Collection entries
—————

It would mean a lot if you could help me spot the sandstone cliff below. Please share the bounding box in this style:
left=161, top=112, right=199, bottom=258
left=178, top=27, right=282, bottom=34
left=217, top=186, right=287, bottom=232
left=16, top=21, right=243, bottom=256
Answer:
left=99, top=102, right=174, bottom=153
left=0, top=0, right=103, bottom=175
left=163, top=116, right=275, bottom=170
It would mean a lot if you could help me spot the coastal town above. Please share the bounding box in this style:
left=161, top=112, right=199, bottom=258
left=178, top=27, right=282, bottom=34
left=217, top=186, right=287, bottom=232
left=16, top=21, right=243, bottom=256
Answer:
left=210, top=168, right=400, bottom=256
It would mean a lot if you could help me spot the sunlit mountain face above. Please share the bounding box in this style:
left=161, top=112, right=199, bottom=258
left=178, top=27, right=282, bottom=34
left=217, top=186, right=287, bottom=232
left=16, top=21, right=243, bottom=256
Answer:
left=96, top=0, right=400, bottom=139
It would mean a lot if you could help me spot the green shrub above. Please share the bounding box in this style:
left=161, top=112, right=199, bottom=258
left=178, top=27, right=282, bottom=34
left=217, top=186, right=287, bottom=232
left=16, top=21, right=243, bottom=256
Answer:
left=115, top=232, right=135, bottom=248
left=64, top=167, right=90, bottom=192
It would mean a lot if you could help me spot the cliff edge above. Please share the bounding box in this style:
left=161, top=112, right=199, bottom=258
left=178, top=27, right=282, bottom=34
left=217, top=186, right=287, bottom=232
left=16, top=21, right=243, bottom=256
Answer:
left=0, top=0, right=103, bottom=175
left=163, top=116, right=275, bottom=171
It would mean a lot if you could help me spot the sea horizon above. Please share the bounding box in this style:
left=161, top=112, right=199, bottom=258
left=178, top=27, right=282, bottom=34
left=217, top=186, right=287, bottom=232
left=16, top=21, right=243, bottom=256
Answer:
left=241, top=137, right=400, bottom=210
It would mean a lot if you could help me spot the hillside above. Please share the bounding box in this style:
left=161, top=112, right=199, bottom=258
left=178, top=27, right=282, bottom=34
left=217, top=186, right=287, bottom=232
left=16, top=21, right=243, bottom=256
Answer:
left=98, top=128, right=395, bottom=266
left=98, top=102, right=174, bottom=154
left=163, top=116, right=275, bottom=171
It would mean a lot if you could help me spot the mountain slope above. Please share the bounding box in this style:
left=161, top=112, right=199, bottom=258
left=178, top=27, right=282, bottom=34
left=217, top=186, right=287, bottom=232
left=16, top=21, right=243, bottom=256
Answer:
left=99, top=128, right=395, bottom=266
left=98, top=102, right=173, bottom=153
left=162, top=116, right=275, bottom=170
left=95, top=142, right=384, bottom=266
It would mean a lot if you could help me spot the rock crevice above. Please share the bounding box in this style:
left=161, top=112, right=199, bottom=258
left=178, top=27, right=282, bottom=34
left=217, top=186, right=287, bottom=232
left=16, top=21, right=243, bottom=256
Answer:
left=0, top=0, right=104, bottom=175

—————

● Task directions
Arrange every line of the entries above as a JSON list of strings, one string per line, omitting any blank lines.

● Solution
[
  "It would mean a lot if you could help me spot the sandstone cliff below. Please share the bounding box in this style:",
  "left=161, top=112, right=199, bottom=258",
  "left=178, top=27, right=282, bottom=34",
  "left=217, top=186, right=287, bottom=232",
  "left=16, top=21, right=243, bottom=256",
  "Answer:",
  "left=99, top=102, right=174, bottom=153",
  "left=0, top=0, right=103, bottom=175",
  "left=163, top=116, right=275, bottom=170",
  "It would mean a lot if you could help me spot the coastal town above. Please share the bounding box in this style:",
  "left=161, top=112, right=199, bottom=258",
  "left=178, top=27, right=282, bottom=34",
  "left=217, top=186, right=287, bottom=232",
  "left=16, top=21, right=243, bottom=256",
  "Answer:",
  "left=210, top=168, right=400, bottom=256",
  "It would mean a lot if you could help me spot the sunlit mountain face above. Please share the bounding box in this style:",
  "left=161, top=112, right=199, bottom=258",
  "left=178, top=27, right=282, bottom=34",
  "left=217, top=186, right=287, bottom=232",
  "left=16, top=21, right=243, bottom=256",
  "Answer:",
  "left=96, top=0, right=400, bottom=139",
  "It would mean a lot if you could help me spot the green shrub above. Please share the bounding box in this style:",
  "left=161, top=112, right=199, bottom=258",
  "left=178, top=27, right=282, bottom=34",
  "left=217, top=186, right=287, bottom=232",
  "left=16, top=21, right=243, bottom=256",
  "Answer:",
  "left=115, top=232, right=135, bottom=248",
  "left=64, top=167, right=90, bottom=192",
  "It would mean a lot if you could help me spot the cliff edge above. Please share the bounding box in this style:",
  "left=161, top=112, right=199, bottom=258",
  "left=178, top=27, right=282, bottom=34",
  "left=217, top=186, right=287, bottom=232",
  "left=16, top=21, right=243, bottom=256",
  "Answer:",
  "left=0, top=0, right=103, bottom=175",
  "left=163, top=116, right=275, bottom=171",
  "It would mean a lot if you could help me spot the sea horizon above. Please share the bounding box in this style:",
  "left=161, top=112, right=199, bottom=258",
  "left=178, top=27, right=282, bottom=34",
  "left=217, top=186, right=287, bottom=232",
  "left=16, top=21, right=243, bottom=256",
  "Answer:",
  "left=241, top=137, right=400, bottom=210",
  "It would mean a lot if you could help me spot the hillside above. Please share the bounding box in this style:",
  "left=161, top=112, right=199, bottom=258",
  "left=178, top=27, right=282, bottom=34",
  "left=217, top=186, right=287, bottom=232",
  "left=16, top=21, right=243, bottom=256",
  "Answer:",
  "left=98, top=128, right=395, bottom=266",
  "left=98, top=102, right=174, bottom=154",
  "left=163, top=116, right=275, bottom=171",
  "It would mean a lot if you could help me spot the mountain slope above. Please share the bounding box in this style:",
  "left=161, top=112, right=199, bottom=258",
  "left=178, top=27, right=282, bottom=34",
  "left=217, top=186, right=287, bottom=232",
  "left=16, top=21, right=243, bottom=256",
  "Answer:",
  "left=99, top=128, right=395, bottom=266",
  "left=98, top=102, right=173, bottom=153",
  "left=162, top=116, right=275, bottom=170",
  "left=95, top=142, right=384, bottom=266",
  "It would mean a lot if you could help me spot the rock crevice above. Please share the bounding box in this style:",
  "left=161, top=112, right=199, bottom=258",
  "left=178, top=27, right=282, bottom=34",
  "left=217, top=186, right=287, bottom=232",
  "left=16, top=21, right=243, bottom=256",
  "Answer:",
  "left=0, top=0, right=104, bottom=175"
]